Extracted text =
________________________
Social worker Michelle Geller is often part of the Mental Health Advocacy Project’s legal team, along with students from the School of Social Service Administration, whom she supervises. (Geller, who joined the clinic in 1996, is also retiring this year.) Geller and the SSA students help bring a holistic approach to representation, offering insight into working with mentally ill clients and helping students protect themselves from the secondary trauma that can develop when one works closely with someone who has experienced or inflicted significant trauma.
Geller says both Heyrman and Stone saw the benefits of the holistic approach years ago—the Law School, in fact, was among the first to have a social worker on its clinical staff. Other law school clinics worried about reconciling a social worker’s mandated reporting requirements with attorney-client privilege. At the Law School, however, Geller and the SSA students are part of the legal team and are covered by the same privilege as the other members of the team.
Her work has given Geller a front-row seat to Heyrman’s teaching. She’s seen how rigorously he prepares his students, running through multiple drafts of documents and intensely mooting upcoming court appearances. He helps them refine and distill their points into clear arguments, enabling them to take the lead in a deposition or in court.
“First of all, there are few people in America who know more about mental health law than Mark, and he is able to impart that knowledge to students in a very effective way,” Geller said. “He helps them [to] bring out the best in their arguments, and to provide strong, effective advocacy.”
Michael Small, ’91, still remembers deposing an uncooperative witness as a second-year student. Heyrman was in the room supervising, but for the most part he hung back, giving Small the space to conduct the questioning.
The witness, however, was stubborn; he seemed determined to duck the question, no matter how Small asked it. Finally, Heyrman leaned halfway over the table, looked the man in the eye and said, slowly and quietly, “Answer the question.”
The witness answered.
“I remember how low-affect Mark was, how he dropped the volume of his voice but made clear to the witness that there was no escaping the question,” said Small, now a partner and bankruptcy attorney with Foley & Lardner. “I didn’t try and mimic it at the time; I didn’t yet have the gravitas. But I remember filing it away and thinking, ‘Someday I’m going to do that.’ And I have now, dozens of times.”
________________________
(Data items)
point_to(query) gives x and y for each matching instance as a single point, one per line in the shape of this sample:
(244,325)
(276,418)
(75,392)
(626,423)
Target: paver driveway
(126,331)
________________________
Task requirements =
A. Answer these questions about the Mental Health Advocacy Project text:
(i) In what year did Geller join the clinic?
(ii) At which firm is Michael Small now a partner?
(iii) What words did Heyrman say to the uncooperative witness?
B. Please write the next part of the Mental Health Advocacy Project text, starting after Small's closing remark.
The records have no connection to the text about the Mental Health Advocacy Project.

Expected responses =
A.
(i) 1996
(ii) Foley & Lardner
(iii) "Answer the question."

B.
Heyrman, he said, taught him how to temper his behavior and tone to fit the needs of a particular situation. He also taught him that it was critical to show respect and to see past a client’s mental illness.
In another case, Small was advising a hospitalized client who was considering assigning his federal disability benefit to someone he referred to as his girlfriend. Small was convinced that the proposed beneficiary was taking advantage of the man, and he expressed his concerns to Heyrman.
“I was tremendously frustrated,” Small said. “I felt like I’d be helping the man make a terrible decision.”
Heyrman pushed Small to interrogate his own beliefs.
“He asked me, ‘Is [the client’s] mental illness impairing his ability to make this kind of judgment as the client—or do you simply feel bad for him and want to give him good advice about how to be a person in the world?’” Small said. “I learned that those are two different things.”
Heyrman’s hope is that his students take with them a broader perspective, an increased respect for people of all backgrounds, and a set of skills that will serve them in many areas of law.
For Molvig, who will work for a civil legal aid organization in the Detroit area after graduation, the experience has offered all of that. She’s grateful to have been among his final group of students.
“It was a great chance to develop practical skills— learning how to interact with clients and the supervisor and figuring out how to ask them right questions, which are all things you don’t learn that in the classroom,” Molvig said. “And it was great to learn from someone like Mark. He just gives it his all.”